» **WHAT IS BEING ASKED**
Starting with the line containing "slab with a single point, one per instance." and going on through the end of the items, write every line out again with its wording intact, and shift each coordinate in the answers by -6.

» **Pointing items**

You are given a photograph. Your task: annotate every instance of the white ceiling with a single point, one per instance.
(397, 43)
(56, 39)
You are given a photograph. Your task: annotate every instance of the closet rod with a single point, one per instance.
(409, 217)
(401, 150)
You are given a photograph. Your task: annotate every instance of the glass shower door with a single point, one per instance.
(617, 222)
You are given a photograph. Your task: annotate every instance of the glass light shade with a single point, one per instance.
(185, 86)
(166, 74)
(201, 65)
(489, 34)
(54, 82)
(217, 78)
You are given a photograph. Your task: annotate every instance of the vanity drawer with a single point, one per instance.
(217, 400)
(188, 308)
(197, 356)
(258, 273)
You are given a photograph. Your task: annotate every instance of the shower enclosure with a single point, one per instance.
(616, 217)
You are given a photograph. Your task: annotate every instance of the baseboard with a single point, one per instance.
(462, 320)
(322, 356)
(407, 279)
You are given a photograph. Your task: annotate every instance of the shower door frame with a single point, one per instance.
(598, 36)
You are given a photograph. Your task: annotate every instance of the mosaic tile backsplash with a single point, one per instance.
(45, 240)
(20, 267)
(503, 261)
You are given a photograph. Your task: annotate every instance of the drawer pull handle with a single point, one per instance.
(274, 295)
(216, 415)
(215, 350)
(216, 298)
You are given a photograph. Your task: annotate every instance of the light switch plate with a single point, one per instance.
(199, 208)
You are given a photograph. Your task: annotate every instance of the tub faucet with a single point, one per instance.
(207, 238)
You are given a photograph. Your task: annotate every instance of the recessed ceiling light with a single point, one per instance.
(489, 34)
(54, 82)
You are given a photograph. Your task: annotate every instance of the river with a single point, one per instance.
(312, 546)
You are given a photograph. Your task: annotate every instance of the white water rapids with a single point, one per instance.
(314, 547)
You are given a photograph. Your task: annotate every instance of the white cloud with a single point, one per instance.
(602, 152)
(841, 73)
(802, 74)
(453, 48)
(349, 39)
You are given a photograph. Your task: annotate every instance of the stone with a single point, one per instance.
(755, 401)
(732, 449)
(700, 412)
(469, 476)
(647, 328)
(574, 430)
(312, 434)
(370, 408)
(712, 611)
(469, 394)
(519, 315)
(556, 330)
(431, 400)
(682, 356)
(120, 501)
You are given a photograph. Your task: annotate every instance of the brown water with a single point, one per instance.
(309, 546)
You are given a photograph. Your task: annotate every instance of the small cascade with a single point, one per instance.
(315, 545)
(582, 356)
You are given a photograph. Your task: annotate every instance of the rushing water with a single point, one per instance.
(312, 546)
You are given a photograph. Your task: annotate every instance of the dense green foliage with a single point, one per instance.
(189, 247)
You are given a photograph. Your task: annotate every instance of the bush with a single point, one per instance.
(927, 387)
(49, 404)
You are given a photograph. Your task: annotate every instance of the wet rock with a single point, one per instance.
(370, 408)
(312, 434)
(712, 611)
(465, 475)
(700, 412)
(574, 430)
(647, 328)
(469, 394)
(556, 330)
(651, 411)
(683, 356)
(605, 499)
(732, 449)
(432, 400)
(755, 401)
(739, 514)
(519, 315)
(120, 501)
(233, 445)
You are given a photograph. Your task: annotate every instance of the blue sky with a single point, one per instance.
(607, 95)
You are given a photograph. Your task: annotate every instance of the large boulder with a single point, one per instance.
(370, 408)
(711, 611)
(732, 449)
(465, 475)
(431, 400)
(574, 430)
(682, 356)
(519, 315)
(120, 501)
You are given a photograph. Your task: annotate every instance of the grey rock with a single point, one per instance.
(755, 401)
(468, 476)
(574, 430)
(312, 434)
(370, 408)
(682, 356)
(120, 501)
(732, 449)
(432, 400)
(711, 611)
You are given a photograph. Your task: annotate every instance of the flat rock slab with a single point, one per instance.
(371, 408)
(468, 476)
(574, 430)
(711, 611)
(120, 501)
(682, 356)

» **TASK OUTPUT**
You are given a photograph. Your task: annotate every instance of the flat rock slab with a single point, one per instance.
(365, 402)
(462, 470)
(568, 424)
(705, 605)
(114, 495)
(676, 350)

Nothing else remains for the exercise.